### GIVEN EXERCISE
Output the rows below as a two-column CSV with the header text,answer and one line per row. Put each row's text and its answer in separate quoted fields, replace line breaks with spaces, and leave out the pictures.

+++++

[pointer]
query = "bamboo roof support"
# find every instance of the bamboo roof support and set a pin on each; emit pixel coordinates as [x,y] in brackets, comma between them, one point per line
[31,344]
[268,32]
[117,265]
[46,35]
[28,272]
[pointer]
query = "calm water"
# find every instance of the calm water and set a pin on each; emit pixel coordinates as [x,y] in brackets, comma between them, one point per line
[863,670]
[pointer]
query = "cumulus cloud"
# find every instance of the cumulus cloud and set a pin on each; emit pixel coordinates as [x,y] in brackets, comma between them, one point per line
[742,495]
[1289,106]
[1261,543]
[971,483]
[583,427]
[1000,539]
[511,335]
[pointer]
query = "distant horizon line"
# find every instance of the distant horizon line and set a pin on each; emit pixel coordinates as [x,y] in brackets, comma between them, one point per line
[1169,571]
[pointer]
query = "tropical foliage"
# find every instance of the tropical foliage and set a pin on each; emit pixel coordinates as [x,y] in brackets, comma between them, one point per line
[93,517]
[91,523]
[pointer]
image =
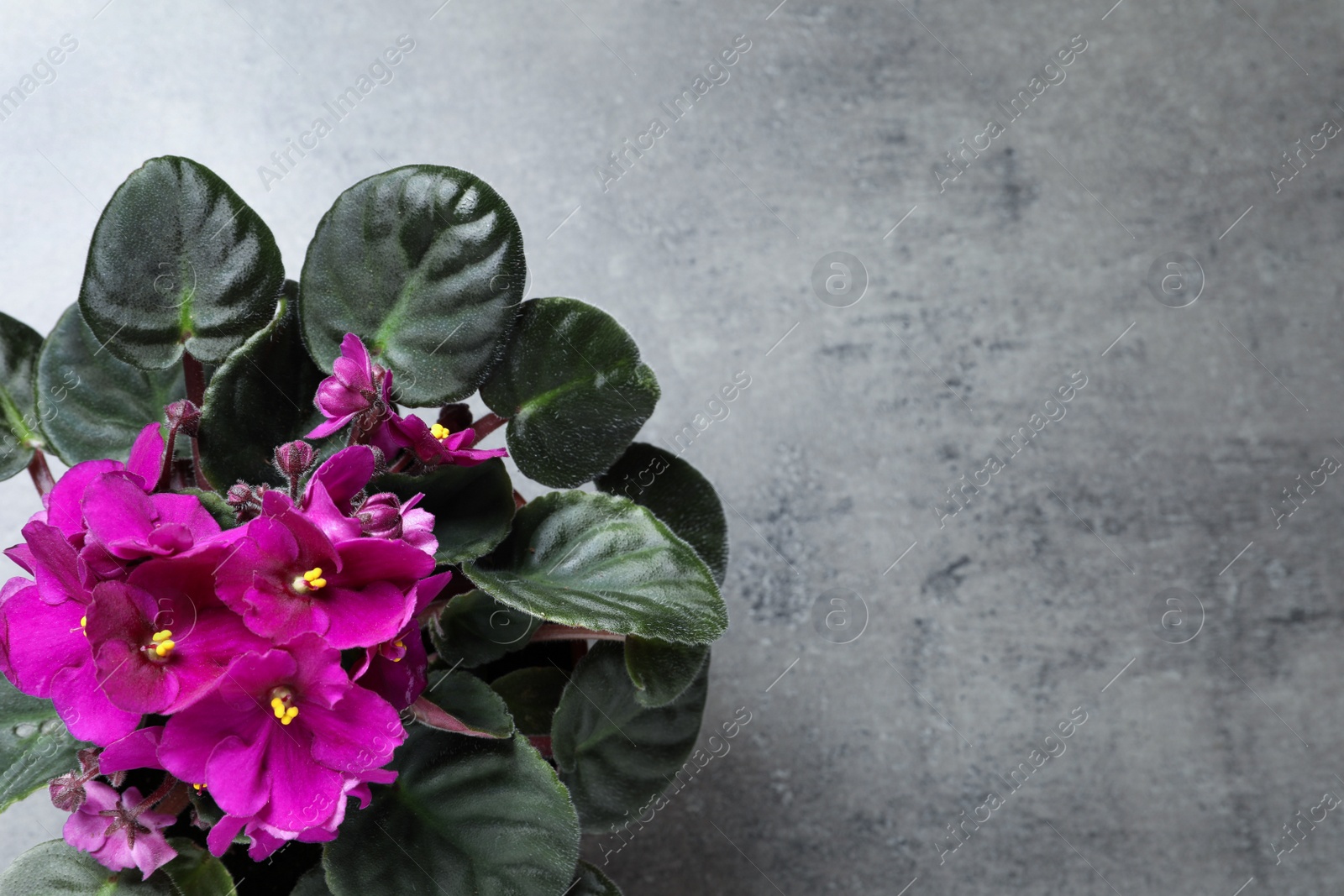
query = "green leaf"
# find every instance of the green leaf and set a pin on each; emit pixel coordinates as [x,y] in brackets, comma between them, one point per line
[679,495]
[659,671]
[604,563]
[472,506]
[531,696]
[613,754]
[476,629]
[34,745]
[470,705]
[591,882]
[573,390]
[313,883]
[197,872]
[93,405]
[486,817]
[19,345]
[57,869]
[425,264]
[260,398]
[178,261]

+++++

### SOLUTION
text,answer
"[pointer] query = ""bamboo roof support"" # find every instance of the bamboo roof support and set a pin on each; emit pixel coordinates as [x,y] in brackets, comma between them, one point per line","[31,344] [268,32] [117,265] [46,35] [28,272]"
"[pointer] query = ""calm water"" # find every instance of the calm water and set a pin on each; emit pixel coordinates as [x,y] in brackets, comma between them, one point per line","[863,670]"
"[pointer] query = ""cumulus cloud"" # find every instance of the cumulus cloud and set a pin on each; emit pixel coordinates as [x,y] in brackets, comma between them, one point per line","[742,495] [1289,106] [1261,543] [971,483] [583,427] [1000,539] [511,335]"
"[pointer] query = ""distant horizon line"" # find every instance of the distant horizon line and set a pin on each; emit pixel coordinates as [x,y] in brackets, comma between them, one point per line","[1169,571]"
"[pointer] query = ""tropical foliage"" # find every instance of the tropical foliage and set a pin on each; emit pixel coordinates as [x,y] in brackets, comma between them, one point per line","[93,517] [91,523]"
"[pointer] image = query = ""green leaf"" # find every instance of the green leaf and set a pin on each; emit pixel coordinates as [x,y] in brackets, comma between them, one point per line","[679,495] [659,671] [604,563] [472,506] [531,696] [613,754] [476,629] [34,745] [470,705] [591,882] [573,390] [313,883] [197,872] [93,405] [486,817] [19,345] [57,869] [425,264] [260,398] [178,261]"